> _Arbeitsanweisungen_:
**A.** Welche Art von Kultur gibt es laut dem Auszug über Kulturpolitik nicht?
**B.** Prüfen Sie, ob die folgenden Aussagen mit dem Auszug über Kulturpolitik übereinstimmen, und belegen Sie jede Antwort mit den entscheidenden Worten des Auszugs: (i) Kultur kann inklusiv sein. (ii) Kunst und Kultur sind nur zu bestimmten Zeitpunkten politisch. (iii) Ausschlusskriterien sind stets ökonomischer Art.

> _Ausgewählter Auszug_:
<<<<

Diskussionen über Kultur und Kulturverständnis sind immer automatisch Diskussionen über Gesellschaft, Verteilungsgerechtigkeit und Hegemonie. Ansprüche auf die Deutungshoheit über Kulturpolitik legen sehr deutlich offen, welches Gesellschaftsbild vom Ansprucherhebenden vertreten wird. Kurzum: Kunst und Kultur sind politisch. Immer und zu jedem Zeitpunkt. Eine „unpolitische“ Kultur gibt es nicht. Sie kann inklusiv sein (Stichwort „Kultur von allen für alle“) oder exklusiv (und somit nur zugänglich für einen bestimmten Personenkreis, häufig aber bei weitem nicht immer sind es ökonomische Ausschlusskriterien). Sie kann progressiv sein und sich der Beteiligung verschreiben. Oder sie ist elitär und legt Wert darauf, möglichst unter sich zu bleiben. All das ist was? Eben. Politisch.

>>>>

> _Angezeigte Einträge_:
<<<<

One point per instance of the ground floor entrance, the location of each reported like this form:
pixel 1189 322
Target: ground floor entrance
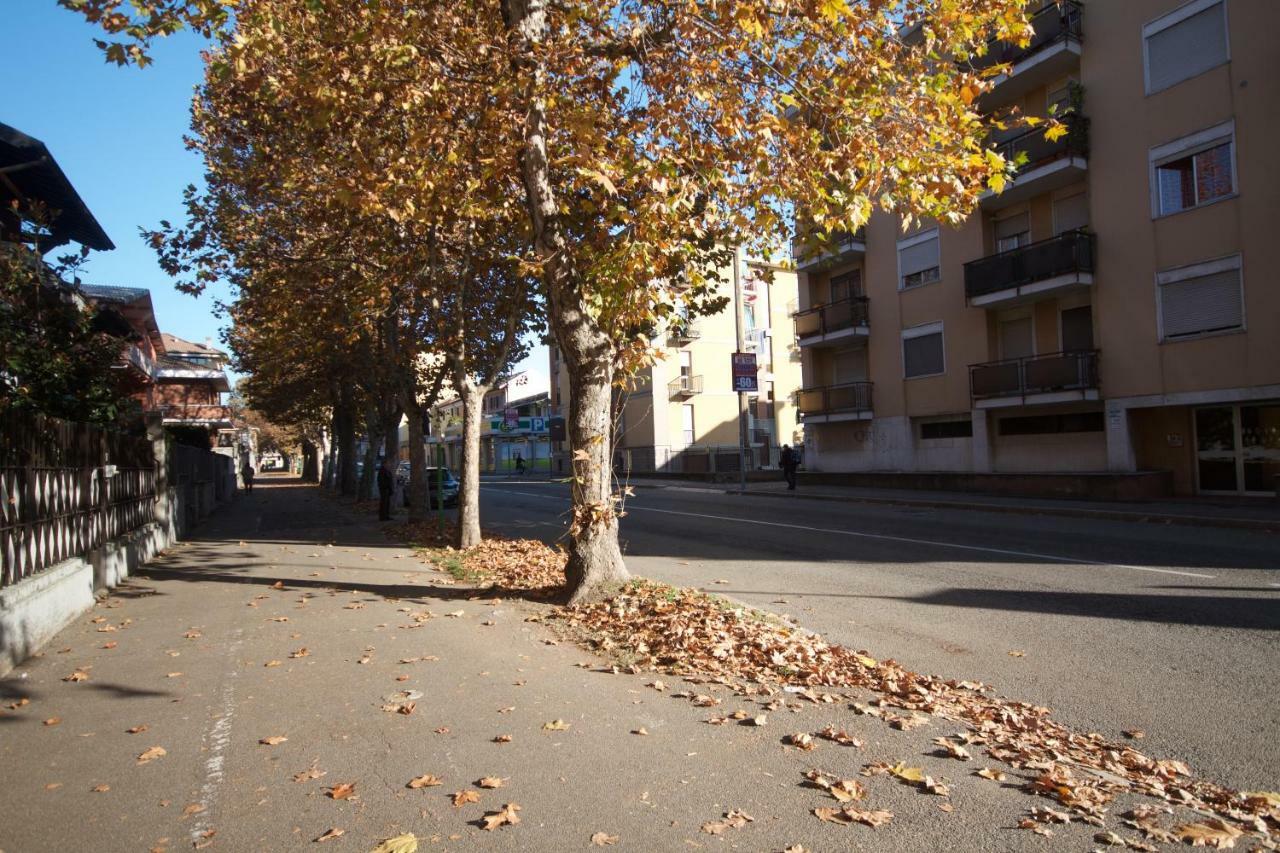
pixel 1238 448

>>>>
<<<<

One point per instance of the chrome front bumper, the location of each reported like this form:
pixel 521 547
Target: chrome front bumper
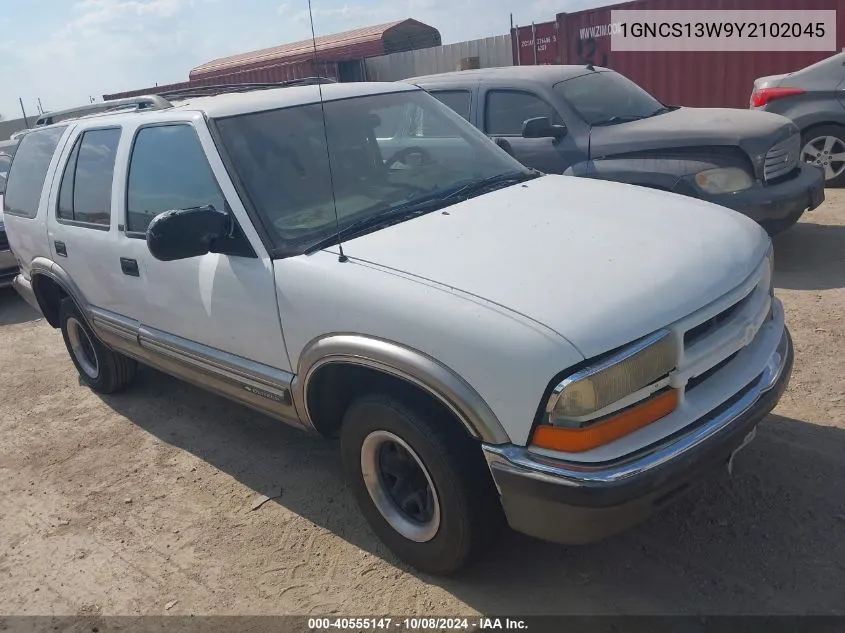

>>>>
<<<<

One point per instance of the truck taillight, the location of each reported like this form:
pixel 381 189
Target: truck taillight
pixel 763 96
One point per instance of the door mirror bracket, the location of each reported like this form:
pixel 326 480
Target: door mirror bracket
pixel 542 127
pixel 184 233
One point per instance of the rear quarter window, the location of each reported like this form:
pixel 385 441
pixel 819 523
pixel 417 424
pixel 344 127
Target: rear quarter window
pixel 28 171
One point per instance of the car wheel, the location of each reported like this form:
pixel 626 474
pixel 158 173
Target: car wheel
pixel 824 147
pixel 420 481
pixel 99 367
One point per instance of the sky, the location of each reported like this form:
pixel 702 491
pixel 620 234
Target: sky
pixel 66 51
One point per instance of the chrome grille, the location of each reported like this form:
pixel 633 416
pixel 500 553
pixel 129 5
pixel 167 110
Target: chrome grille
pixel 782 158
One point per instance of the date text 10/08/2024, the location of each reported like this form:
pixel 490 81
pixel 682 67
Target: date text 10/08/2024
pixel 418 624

>>>>

> _Ergebnisse der Reihenfolge_:
**A.** Eine „unpolitische“ Kultur gibt es nicht.

**B.**
(i) Ja: „Sie kann inklusiv sein“
(ii) Nein: „Immer und zu jedem Zeitpunkt.“
(iii) Nein: „häufig aber bei weitem nicht immer sind es ökonomische Ausschlusskriterien“